- _Texto para análisis_:

################

«Globalismo» es una palabra en peligro de acabar tan prostituida como «democracia», «libertad» o «solidaridad», de terminar utilizada para expresar exactamente lo contrario de su significado, precisamente en boca de los globalistas, siempre obsesionados con controlar el nombre de las cosas y así —creen— la realidad.
El globalismo es la guerra de gobiernos, empresas y medios de comunicación o, mejor dicho, de políticos, ejecutivos de multinacionales y periodistas contra la gente corriente. Es el ataque injustificado e implacable de los más poderosos en busca de más poder contra quienes se dedican a trabajar, prosperar y formar una familia. Contra quienes hacen por vivir una vida buena, normal.

################

- _Instrucciones de la tarea_: Prolonga el texto sobre el globalismo a partir de su última frase, manteniendo el mismo tono y argumento.

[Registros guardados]
################

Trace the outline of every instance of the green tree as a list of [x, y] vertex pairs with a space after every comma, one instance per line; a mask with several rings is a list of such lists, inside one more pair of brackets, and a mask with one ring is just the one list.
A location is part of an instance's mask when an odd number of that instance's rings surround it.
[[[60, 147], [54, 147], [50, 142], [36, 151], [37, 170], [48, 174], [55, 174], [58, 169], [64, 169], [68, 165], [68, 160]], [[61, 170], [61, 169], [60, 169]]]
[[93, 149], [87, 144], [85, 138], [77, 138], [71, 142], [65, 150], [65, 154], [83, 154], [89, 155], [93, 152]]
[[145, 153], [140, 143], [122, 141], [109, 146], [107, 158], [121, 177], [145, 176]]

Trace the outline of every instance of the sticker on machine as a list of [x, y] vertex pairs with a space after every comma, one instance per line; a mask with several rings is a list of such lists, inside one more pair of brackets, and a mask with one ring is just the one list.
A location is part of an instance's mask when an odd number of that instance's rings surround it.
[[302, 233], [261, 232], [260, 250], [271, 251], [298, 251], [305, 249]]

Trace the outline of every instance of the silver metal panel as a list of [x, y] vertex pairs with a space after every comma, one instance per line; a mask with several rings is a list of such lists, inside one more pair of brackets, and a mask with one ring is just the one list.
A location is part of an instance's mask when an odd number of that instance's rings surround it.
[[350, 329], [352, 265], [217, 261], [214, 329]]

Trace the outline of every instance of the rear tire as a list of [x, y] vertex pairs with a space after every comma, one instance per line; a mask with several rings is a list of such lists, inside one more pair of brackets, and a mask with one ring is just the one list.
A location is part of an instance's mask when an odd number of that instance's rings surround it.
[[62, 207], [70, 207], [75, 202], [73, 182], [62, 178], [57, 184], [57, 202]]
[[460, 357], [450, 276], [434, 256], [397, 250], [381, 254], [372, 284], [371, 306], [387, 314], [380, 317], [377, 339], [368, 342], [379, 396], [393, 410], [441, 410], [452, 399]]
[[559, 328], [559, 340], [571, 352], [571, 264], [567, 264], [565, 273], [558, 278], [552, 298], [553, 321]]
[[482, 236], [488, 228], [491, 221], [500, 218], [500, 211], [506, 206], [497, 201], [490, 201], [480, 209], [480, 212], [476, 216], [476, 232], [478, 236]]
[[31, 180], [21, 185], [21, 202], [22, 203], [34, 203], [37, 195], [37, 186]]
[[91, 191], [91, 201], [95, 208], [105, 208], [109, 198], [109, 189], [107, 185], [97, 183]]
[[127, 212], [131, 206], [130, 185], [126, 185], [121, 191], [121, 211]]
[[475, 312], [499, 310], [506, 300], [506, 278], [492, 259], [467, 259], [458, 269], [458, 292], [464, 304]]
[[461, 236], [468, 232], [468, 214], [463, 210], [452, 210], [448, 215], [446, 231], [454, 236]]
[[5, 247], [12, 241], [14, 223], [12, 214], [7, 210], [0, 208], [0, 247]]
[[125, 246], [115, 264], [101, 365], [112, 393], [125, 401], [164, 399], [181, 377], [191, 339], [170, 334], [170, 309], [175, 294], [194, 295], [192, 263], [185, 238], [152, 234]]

################

- _Resultado del ejercicio_:
Cuando nos preguntamos por qué luchamos, en eso que llamamos la vida pública o en casa preocupados por el bien de los nuestros, la respuesta es la dignidad de la gente corriente. La vivienda escasa, la inseguridad creciente, la invasión promocionada o los impuestos criminales son en el fondo ataques nada casuales a la dignidad del ser humano, es decir a la supervivencia de nuestra civilización.
Sólo en defensa de nuestra dignidad, desde una posición superior, superaremos los síntomas tangibles de una batalla intangible.